*** SELECTED PASSAGE ***

Dr. Waldman and his MD-PhD student Joshua Barton sought to explore how the drug produced analgesia. The study, published in the Journal of Clinical Investigation focused on the GUCY2C receptor in a newly discovered intestinal cell type called neuropods, which can sense stimulation and communicate closely with neurons that send pain messages to the brain. The team partnered with neuroscientist Manuel Covarrubias, MD, PhD, who co-directed the study.
The researchers used molecular tools to delete GUCY2C receptors from neuropods in mice, but not from other intestinal cells. The altered animals experienced spontaneous visceral pain that the drug linaclotide did not relieve; meanwhile water secretion was unaffected. This finding, Dr. Waldman says, means that neuropod receptors are regulating sensory tone in the intestine and that they mediate the drug effect on pain. What was most surprising, he says, is how stark the delineation was. Biological functions are known for redundancies and exploratory scientific research doesn’t often yield such clear results — in this case, separating two seemingly connected functions, pain relief and water secretion.
Dr. Waldman envisions therapies that directly target neuropod cells. “We may be able to side-step a major side effect — diarrhea — in other visceral pain conditions,” he says, such as irritable bowel syndrome with diarrhea or endometriosis. Visceral pain regulation by neuropods may represent “a final common pathway,” he says.

***

__EXERCISE AIM__. Retype the passage on neuropods and gut pain word for word, starting at the words "The researchers used" and stopping after "and water secretion.".

*** GIVEN RECORDS ***

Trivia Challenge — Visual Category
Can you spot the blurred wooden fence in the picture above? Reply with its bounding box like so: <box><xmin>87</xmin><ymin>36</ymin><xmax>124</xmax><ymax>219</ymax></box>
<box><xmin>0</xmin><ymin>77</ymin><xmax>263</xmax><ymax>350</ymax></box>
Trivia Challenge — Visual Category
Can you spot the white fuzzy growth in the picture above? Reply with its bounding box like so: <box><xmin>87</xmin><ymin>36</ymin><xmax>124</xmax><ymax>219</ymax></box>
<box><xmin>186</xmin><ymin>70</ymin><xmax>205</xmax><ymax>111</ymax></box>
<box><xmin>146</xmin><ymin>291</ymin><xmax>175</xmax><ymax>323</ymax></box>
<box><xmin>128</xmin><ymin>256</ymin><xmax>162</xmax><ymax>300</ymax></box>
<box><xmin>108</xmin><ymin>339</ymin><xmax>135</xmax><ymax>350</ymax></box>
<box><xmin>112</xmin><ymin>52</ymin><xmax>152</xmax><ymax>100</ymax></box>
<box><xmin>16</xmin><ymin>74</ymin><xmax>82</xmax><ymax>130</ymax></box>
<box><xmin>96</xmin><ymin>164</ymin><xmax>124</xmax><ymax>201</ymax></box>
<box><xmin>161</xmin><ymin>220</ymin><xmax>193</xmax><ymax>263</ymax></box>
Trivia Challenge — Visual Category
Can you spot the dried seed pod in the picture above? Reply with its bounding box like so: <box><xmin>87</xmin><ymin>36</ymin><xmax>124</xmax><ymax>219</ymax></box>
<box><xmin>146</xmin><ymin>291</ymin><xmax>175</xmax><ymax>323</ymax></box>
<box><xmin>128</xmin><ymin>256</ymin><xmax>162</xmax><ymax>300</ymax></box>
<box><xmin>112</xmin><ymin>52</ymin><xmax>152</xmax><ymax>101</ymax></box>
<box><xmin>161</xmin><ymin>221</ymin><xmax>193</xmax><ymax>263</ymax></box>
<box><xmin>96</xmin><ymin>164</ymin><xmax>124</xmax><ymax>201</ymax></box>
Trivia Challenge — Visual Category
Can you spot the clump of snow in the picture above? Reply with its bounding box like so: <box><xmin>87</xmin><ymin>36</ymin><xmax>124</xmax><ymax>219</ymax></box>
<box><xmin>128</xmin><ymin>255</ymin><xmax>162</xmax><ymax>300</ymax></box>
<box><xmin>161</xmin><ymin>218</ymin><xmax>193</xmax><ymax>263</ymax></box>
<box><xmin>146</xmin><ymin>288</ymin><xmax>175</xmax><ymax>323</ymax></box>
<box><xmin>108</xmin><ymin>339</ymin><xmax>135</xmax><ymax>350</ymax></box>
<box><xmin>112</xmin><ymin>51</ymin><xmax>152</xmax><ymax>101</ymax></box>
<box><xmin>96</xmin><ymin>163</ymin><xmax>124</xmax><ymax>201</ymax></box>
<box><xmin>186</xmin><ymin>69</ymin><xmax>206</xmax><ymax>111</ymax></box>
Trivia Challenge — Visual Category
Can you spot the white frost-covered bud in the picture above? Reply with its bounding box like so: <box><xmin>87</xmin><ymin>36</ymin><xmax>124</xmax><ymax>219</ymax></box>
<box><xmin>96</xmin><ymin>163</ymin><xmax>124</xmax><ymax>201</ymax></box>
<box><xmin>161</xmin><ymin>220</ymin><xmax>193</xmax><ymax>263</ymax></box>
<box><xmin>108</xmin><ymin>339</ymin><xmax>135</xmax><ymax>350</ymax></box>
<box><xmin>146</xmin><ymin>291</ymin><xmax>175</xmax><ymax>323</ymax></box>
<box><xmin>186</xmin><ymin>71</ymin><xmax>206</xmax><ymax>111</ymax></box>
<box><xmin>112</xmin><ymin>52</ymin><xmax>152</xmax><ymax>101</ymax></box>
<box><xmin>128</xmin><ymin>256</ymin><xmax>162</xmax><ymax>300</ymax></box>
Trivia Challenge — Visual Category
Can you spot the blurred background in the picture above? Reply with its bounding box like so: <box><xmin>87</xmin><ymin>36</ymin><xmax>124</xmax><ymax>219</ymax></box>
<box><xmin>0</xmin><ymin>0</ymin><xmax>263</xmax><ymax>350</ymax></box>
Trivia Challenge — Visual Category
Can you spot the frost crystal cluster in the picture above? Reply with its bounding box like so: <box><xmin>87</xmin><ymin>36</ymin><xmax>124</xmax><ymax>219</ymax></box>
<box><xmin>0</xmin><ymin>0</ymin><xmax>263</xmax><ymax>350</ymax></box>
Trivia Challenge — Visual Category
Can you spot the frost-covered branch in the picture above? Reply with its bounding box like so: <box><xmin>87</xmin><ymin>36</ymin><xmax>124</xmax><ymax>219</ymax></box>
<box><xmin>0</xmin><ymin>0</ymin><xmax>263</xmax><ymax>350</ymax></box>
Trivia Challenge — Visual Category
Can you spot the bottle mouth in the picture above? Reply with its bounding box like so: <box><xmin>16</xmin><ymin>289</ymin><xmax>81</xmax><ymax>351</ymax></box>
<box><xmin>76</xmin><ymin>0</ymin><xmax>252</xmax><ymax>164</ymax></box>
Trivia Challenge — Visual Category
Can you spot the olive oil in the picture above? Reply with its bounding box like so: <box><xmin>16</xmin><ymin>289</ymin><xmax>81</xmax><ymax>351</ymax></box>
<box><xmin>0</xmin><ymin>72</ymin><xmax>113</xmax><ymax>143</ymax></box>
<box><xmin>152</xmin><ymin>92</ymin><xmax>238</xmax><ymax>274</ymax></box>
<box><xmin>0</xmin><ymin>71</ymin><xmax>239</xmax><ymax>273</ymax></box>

***

__WRITTEN RESPONSE__.
The researchers used molecular tools to delete GUCY2C receptors from neuropods in mice, but not from other intestinal cells. The altered animals experienced spontaneous visceral pain that the drug linaclotide did not relieve; meanwhile water secretion was unaffected. This finding, Dr. Waldman says, means that neuropod receptors are regulating sensory tone in the intestine and that they mediate the drug effect on pain. What was most surprising, he says, is how stark the delineation was. Biological functions are known for redundancies and exploratory scientific research doesn’t often yield such clear results — in this case, separating two seemingly connected functions, pain relief and water secretion.